[Problem to work on]: Copy out the material below in full, but not its images.

———

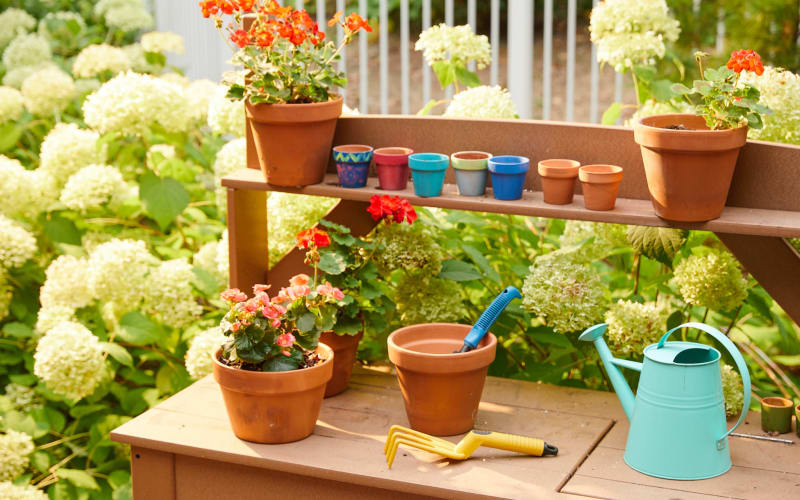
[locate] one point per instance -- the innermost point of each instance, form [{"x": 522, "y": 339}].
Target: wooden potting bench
[{"x": 184, "y": 447}]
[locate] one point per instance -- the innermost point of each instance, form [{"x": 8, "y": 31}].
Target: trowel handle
[{"x": 740, "y": 365}]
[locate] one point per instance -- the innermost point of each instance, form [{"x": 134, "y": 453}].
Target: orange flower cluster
[{"x": 748, "y": 60}]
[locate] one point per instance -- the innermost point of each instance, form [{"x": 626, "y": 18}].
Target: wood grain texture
[{"x": 627, "y": 211}]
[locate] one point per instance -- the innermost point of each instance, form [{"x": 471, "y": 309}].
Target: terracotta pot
[
  {"x": 345, "y": 348},
  {"x": 600, "y": 185},
  {"x": 293, "y": 140},
  {"x": 688, "y": 172},
  {"x": 776, "y": 415},
  {"x": 391, "y": 164},
  {"x": 441, "y": 389},
  {"x": 274, "y": 407},
  {"x": 558, "y": 180}
]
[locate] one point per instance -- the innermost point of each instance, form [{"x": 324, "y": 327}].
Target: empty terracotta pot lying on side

———

[Complete answer]:
[locate] one point per instance -- the innermost point of each instance, form [{"x": 522, "y": 339}].
Target: wooden potting bench
[{"x": 184, "y": 447}]
[locate] one point per instance -- the innermost point of each instance, form [{"x": 8, "y": 31}].
Target: trowel handle
[{"x": 740, "y": 365}]
[locate] one point per instance -- the innermost point of each instance, form [{"x": 134, "y": 453}].
Target: orange flower cluster
[{"x": 748, "y": 60}]
[locate] one point per instance -- the innermost point of each instance, form [{"x": 626, "y": 18}].
Target: wood grain texture
[{"x": 627, "y": 211}]
[locate] one point per instance -- the innermost point of each instance, form [{"x": 471, "y": 309}].
Target: terracotta pot
[
  {"x": 345, "y": 348},
  {"x": 600, "y": 185},
  {"x": 293, "y": 140},
  {"x": 688, "y": 172},
  {"x": 776, "y": 415},
  {"x": 391, "y": 164},
  {"x": 441, "y": 389},
  {"x": 274, "y": 407},
  {"x": 558, "y": 180}
]
[locate] one point per instance -- the innermost point of each instance, form [{"x": 324, "y": 327}].
Target: empty terracotta pot lying on side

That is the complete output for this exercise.